§ **Aim**: Swap "dark skillet" for "black frying pan" in the material and leave everything else unchanged. Return only the lines starting at the one that has "bok choy leaf" and ending after the one that has "column 32, row 681".

§ **Data shown**:
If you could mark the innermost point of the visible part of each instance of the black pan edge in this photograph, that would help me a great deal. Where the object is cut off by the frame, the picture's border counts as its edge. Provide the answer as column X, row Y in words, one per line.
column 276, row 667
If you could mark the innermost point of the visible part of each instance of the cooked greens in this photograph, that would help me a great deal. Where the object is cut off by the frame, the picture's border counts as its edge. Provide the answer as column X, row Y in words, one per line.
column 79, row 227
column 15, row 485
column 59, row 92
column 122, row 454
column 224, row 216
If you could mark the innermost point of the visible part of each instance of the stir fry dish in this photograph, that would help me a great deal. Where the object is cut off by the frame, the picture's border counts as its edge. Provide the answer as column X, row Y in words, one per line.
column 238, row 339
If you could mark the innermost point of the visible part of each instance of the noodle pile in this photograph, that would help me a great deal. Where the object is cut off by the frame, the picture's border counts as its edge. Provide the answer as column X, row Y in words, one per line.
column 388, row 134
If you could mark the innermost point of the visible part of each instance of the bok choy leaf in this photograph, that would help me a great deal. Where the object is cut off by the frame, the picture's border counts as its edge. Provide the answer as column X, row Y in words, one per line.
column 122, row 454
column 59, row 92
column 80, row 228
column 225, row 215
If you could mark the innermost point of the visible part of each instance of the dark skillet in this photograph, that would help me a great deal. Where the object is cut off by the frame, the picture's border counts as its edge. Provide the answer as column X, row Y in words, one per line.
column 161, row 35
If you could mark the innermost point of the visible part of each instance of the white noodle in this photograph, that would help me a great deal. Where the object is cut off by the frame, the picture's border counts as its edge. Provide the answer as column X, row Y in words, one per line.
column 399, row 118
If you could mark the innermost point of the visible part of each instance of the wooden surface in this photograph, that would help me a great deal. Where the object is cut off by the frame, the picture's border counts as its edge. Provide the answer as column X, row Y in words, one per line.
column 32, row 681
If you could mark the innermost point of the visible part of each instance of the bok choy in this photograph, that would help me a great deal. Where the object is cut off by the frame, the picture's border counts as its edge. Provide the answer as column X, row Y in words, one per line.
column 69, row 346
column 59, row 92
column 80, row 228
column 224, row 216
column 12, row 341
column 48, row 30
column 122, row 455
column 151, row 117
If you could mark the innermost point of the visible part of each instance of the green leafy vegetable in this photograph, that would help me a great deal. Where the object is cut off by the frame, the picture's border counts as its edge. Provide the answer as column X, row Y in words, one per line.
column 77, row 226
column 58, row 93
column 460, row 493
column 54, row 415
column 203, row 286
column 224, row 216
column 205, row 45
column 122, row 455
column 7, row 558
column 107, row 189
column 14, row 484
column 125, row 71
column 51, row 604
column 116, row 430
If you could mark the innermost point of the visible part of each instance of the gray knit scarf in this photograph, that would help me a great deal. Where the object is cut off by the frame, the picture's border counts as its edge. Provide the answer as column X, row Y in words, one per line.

§ **The completed task**:
If you could mark the innermost point of the visible part of each instance of the bok choy leaf in this photograph, that would help me a great deal. Where the object is cut off by the frame, the picture's border counts as its edge. Provide the answer as column X, row Y in words, one per line.
column 122, row 454
column 59, row 92
column 80, row 228
column 225, row 215
If you could mark the innermost point of the visible part of each instance of the black frying pan in this photograph, that would help me a great deal. Where the object is cut off by the frame, the picture's border counts as its edge. Provide the answer as column X, row Y in words, one per line.
column 161, row 35
If you could mark the innermost point of the visible part of each instance of the white noodle in this photograph, that would help me a great deal. Where the object is cut off by the frame, the picture's border counts as its edge. Provide the answer as column X, row Y in words, one per line.
column 399, row 118
If you could mark the innermost point of the visible part of each instance of the wooden surface in this photograph, that would help me a great deal. Where the object is cut off by the frame, the picture's border counts as its edge. Provide the answer as column X, row Y in words, one per line.
column 32, row 681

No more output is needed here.